(Dataset entries)
────
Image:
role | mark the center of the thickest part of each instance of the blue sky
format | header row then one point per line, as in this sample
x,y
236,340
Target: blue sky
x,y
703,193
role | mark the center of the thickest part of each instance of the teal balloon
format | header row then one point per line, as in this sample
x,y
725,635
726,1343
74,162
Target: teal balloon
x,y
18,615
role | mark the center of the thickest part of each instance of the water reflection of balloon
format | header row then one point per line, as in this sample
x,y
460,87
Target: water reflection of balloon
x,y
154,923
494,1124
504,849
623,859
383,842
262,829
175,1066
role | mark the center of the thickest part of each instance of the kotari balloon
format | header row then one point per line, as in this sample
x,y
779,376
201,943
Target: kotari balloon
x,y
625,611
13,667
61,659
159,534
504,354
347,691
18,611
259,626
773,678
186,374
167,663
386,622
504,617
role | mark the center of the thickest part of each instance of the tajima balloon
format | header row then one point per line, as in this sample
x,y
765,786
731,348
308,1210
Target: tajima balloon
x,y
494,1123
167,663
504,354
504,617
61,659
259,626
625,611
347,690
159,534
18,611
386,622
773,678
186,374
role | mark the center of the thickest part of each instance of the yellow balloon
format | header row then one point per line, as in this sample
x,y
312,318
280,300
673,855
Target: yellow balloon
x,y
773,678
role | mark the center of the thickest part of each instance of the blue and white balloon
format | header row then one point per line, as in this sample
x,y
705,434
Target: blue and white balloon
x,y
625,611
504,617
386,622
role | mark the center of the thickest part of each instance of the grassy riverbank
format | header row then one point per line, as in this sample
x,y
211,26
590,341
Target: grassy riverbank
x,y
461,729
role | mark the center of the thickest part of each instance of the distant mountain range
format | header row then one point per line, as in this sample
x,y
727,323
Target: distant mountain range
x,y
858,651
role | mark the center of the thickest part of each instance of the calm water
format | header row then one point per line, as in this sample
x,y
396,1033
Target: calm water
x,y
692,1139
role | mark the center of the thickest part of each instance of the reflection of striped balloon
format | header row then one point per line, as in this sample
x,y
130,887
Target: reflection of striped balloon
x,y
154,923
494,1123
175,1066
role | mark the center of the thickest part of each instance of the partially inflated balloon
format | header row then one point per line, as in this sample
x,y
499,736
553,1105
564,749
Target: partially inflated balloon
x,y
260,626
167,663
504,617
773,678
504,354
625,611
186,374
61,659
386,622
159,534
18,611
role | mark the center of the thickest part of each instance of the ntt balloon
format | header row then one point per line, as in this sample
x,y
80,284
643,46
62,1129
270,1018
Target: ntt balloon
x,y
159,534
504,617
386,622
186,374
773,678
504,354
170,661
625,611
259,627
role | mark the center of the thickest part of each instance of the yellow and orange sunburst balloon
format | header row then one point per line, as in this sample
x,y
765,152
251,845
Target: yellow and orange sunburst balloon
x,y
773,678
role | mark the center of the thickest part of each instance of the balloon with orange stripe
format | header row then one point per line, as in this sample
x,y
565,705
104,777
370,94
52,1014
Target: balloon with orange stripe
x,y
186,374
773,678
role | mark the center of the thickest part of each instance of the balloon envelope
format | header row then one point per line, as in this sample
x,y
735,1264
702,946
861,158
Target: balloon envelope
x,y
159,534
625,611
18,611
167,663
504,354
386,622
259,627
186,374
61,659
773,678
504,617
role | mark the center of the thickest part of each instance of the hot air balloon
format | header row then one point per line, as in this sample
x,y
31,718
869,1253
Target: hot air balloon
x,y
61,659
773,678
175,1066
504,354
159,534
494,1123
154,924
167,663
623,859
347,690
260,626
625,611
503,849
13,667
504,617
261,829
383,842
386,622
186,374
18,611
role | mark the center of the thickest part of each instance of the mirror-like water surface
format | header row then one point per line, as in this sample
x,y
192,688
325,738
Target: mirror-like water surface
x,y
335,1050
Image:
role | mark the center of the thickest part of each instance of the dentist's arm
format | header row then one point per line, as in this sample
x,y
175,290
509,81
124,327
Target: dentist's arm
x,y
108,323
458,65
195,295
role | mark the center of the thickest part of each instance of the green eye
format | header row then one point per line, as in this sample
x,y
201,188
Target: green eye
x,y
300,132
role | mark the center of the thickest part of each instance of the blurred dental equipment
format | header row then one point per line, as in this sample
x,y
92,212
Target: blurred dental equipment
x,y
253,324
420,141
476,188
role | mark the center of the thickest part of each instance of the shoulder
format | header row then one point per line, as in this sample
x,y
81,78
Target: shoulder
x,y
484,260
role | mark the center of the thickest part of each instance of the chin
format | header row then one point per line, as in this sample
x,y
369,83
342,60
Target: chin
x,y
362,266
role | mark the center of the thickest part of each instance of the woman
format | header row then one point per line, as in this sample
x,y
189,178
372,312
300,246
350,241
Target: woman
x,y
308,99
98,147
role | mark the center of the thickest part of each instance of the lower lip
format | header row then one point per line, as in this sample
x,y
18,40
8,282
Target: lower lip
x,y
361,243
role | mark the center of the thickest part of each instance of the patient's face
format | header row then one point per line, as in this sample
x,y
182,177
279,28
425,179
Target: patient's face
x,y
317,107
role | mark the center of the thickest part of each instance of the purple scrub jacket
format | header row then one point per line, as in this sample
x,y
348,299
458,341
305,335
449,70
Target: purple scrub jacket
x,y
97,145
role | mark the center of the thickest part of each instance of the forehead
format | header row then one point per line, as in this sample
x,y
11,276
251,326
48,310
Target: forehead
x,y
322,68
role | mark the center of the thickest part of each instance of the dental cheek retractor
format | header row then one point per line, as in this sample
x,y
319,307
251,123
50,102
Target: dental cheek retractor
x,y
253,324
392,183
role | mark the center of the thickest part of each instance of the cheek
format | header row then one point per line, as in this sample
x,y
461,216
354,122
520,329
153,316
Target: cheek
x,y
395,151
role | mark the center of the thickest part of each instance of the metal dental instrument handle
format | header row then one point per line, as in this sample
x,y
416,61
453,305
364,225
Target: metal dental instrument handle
────
— Aim of the exercise —
Only the lines of the data holding the string "handle" are wanted; copy each of them.

— Reply —
role | mark the center of the thickest part of each instance of the metal dental instrument handle
Target: metal dental instrument handle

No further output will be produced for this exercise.